### Set task
Lay out every line of the data below as a Markdown table with two columns, Row and Line. Number the rows in order and omit blank lines.

Entries for identifying locations:
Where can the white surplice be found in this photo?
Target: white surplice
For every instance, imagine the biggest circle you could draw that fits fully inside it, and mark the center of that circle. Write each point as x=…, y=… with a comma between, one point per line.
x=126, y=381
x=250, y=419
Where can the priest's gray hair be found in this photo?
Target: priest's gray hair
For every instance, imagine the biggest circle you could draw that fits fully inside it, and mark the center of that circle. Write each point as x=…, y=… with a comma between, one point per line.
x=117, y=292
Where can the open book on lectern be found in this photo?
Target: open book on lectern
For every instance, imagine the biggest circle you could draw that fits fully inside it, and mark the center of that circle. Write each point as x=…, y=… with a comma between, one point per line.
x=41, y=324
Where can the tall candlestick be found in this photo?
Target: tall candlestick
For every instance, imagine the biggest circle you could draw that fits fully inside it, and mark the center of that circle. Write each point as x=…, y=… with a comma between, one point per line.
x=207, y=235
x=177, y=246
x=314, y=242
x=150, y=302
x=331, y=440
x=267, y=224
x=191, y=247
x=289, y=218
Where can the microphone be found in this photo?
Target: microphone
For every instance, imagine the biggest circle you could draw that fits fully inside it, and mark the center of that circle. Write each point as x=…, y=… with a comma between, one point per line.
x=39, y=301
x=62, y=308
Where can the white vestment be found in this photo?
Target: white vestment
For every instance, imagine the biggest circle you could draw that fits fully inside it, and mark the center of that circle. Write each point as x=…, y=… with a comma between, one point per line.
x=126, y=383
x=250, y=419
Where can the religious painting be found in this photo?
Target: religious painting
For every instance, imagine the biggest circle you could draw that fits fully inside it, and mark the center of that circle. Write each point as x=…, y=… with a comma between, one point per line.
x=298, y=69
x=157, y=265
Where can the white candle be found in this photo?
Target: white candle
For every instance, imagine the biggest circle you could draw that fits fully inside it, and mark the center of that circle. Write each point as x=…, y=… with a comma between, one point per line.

### Written answer
| Row | Line |
|---|---|
| 1 | Where can the white surplice be found in this photo? |
| 2 | Target: white surplice |
| 3 | For every instance, imagine the biggest circle you could draw that fits fully inside it, and mark the center of that circle. Write each point as x=…, y=… with a comma between, one point per line. |
| 4 | x=126, y=381 |
| 5 | x=250, y=419 |
| 6 | Where can the priest's gray hair be found in this photo? |
| 7 | Target: priest's gray hair |
| 8 | For every instance, imagine the biggest circle you could draw that fits fully inside it, and mark the center of that circle. Write each point as x=…, y=… with a comma between, one point per line. |
| 9 | x=117, y=292 |
| 10 | Where can the open book on lectern be found in this photo? |
| 11 | Target: open book on lectern |
| 12 | For every instance, imagine the biggest circle you could draw that fits fully inside it, and mark the center of that circle. Write each point as x=…, y=… with a comma between, one point per line. |
| 13 | x=41, y=324 |
| 14 | Where can the tall candlestick be found in this photo? |
| 15 | Target: tall candlestick |
| 16 | For every instance, imagine the biggest circle you could draw that fits fully inside it, and mark the center of that circle. Write each point as x=…, y=… with a comma between, one point per line. |
| 17 | x=207, y=235 |
| 18 | x=177, y=246 |
| 19 | x=314, y=242 |
| 20 | x=150, y=302 |
| 21 | x=331, y=440 |
| 22 | x=267, y=224 |
| 23 | x=191, y=247 |
| 24 | x=289, y=218 |
| 25 | Where can the microphone be found in this photo? |
| 26 | Target: microphone |
| 27 | For every instance, imagine the biggest circle you could draw that fits fully inside it, and mark the center of that circle. Write each point as x=…, y=… with a comma between, one point per line. |
| 28 | x=39, y=301 |
| 29 | x=62, y=308 |
| 30 | Where can the white vestment be found in this photo? |
| 31 | Target: white vestment |
| 32 | For every instance, imagine the biggest circle you could draw that fits fully inside it, and mark the center of that circle. Write each point as x=…, y=… with a comma between, one point per line. |
| 33 | x=126, y=383 |
| 34 | x=250, y=419 |
| 35 | Where can the religious painting be found in this photo? |
| 36 | Target: religious painting |
| 37 | For every instance, imagine the biggest circle you could draw that fits fully inside it, and mark the center of that circle. Write each point as x=…, y=… with a comma between, one point per line. |
| 38 | x=298, y=69 |
| 39 | x=157, y=265 |
| 40 | Where can the white candle be found in this photo? |
| 41 | Target: white candle |
| 42 | For every instance, imagine the biggest circle you could draw that fits fully inside it, and mark the center of that circle. Write each point as x=…, y=… with a comma between, one point per line. |